Directions
A – Decide whether each statement agrees with the forum thread. Answer yes or no for each, and quote the deciding words of the thread: (i) Removing python37 resolved the chromium build problem. (ii) After cleaning and remaking, the build ended with the same error as before. (iii) The poster wants to update the ports tree without losing dwm changes.
B – List every shell command that the forum thread shows, whether typed after a prompt or set in code formatting.
C – In the forum thread, take the passage that opens with the words containing "Ah yeah, I guess" and closes with "or errors out.". Swap "remaking" for "rebuilding" and write out the whole passage.

Text
— START —

So I tried running the command mentioned in that UPDATING guide, but I ended up just removing python37 altogether:



> chris@nzxt /u/p/w/chromium [1]> pkg info | grep python
> py38-dnspython-1.16.0          DNS toolkit for Python
> python-3.8_3,2                 "meta-port" for the default version of Python interpreter
> python27-2.7.18_1              Interpreted object-oriented programming language
> ...



I don't think that fixed anything because I'm running into the same issue building chromium.


----------



## eternal_noob (Oct 28, 2021)

Maybe just remove python27-2.7.18_1 too?


----------



## rockzombie2 (Oct 28, 2021)

Ah yeah, I guess that's a good idea. I removed it and then got this instead:

`FileNotFoundError: [Errno 2] No such file or directory: 'python2.7'`

So I guess it was dependent on 2.7. I cleaned and am remaking it again now, which takes a while. I'll update once it succeeds or errors out.


----------



## rockzombie2 (Oct 28, 2021)

Same error: `TypeError: write() argument must be str, not bytes`


----------



## grahamperrin@ (Oct 30, 2021)

rockzombie2 said:


> … I guess it was dependent on 2.7. …



True. <https://www.freshports.org/www/chromium/#requiredbuild>



rockzombie2 said:


> … not sure what is the root cause …



Which version of FreeBSD?

`freebsd-version -kru`

`uname -aKU`



rockzombie2 said:


> `… chromium-92.0.4515.159 …`



When did you last update your ports tree?

<https://www.freshports.org/www/chromium/#history> we're at `94.0.4606.81_1`.


----------



## rockzombie2 (Oct 30, 2021)

freebsd-version -kru:


> 13.0-RELEASE-p4
> 13.0-RELEASE-p4
> 13.0-RELEASE-p4


uname -aKU:


> FreeBSD nzxt 13.0-RELEASE-p4 FreeBSD 13.0-RELEASE-p4 #0: Tue Aug 24 07:33:27 UTC 2021     root@amd64-builder.daemonology.net:/usr/obj/usr/src/amd64.amd64/sys/GENERIC  amd64 1300139 1300139





grahamperrin said:


> When did you last update your ports tree?



Huh, I thought I updated it recently with `portsnap fetch` but mine is showing an older version. This is in my Makefile:


> PORTNAME=    chromium
> PORTVERSION=    92.0.4515.159



Let me try to update it. Is there a way of updating it minus a specific package? I don't want to wipe out my dwm changes again.


----------

— END —

Data segment
— START —

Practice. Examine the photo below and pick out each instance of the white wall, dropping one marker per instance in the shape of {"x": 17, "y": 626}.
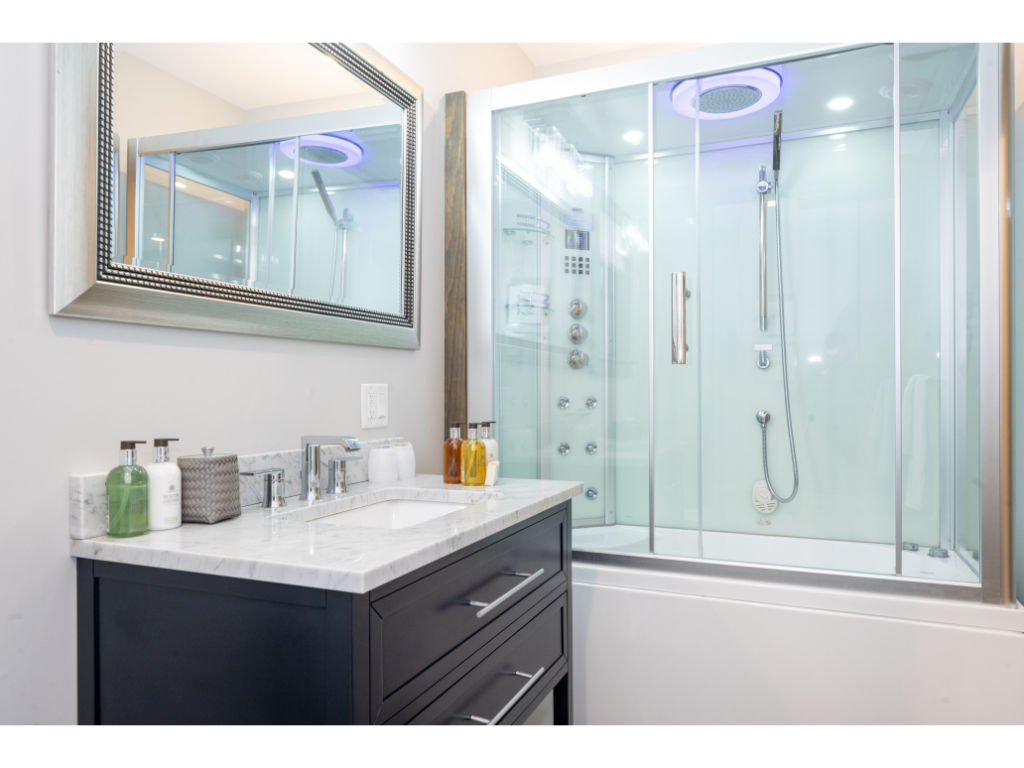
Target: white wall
{"x": 72, "y": 388}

— END —

Answers
A –
(i) No: "I don't think that fixed anything because I'm running into the same issue building chromium."
(ii) Yes: "Same error"
(iii) Yes: "I don't want to wipe out my dwm changes again."

B –
pkg info | grep python
freebsd-version -kru
uname -aKU
portsnap fetch

C –
Ah yeah, I guess that's a good idea. I removed it and then got this instead:

`FileNotFoundError: [Errno 2] No such file or directory: 'python2.7'`

So I guess it was dependent on 2.7. I cleaned and am rebuilding it again now, which takes a while. I'll update once it succeeds or errors out.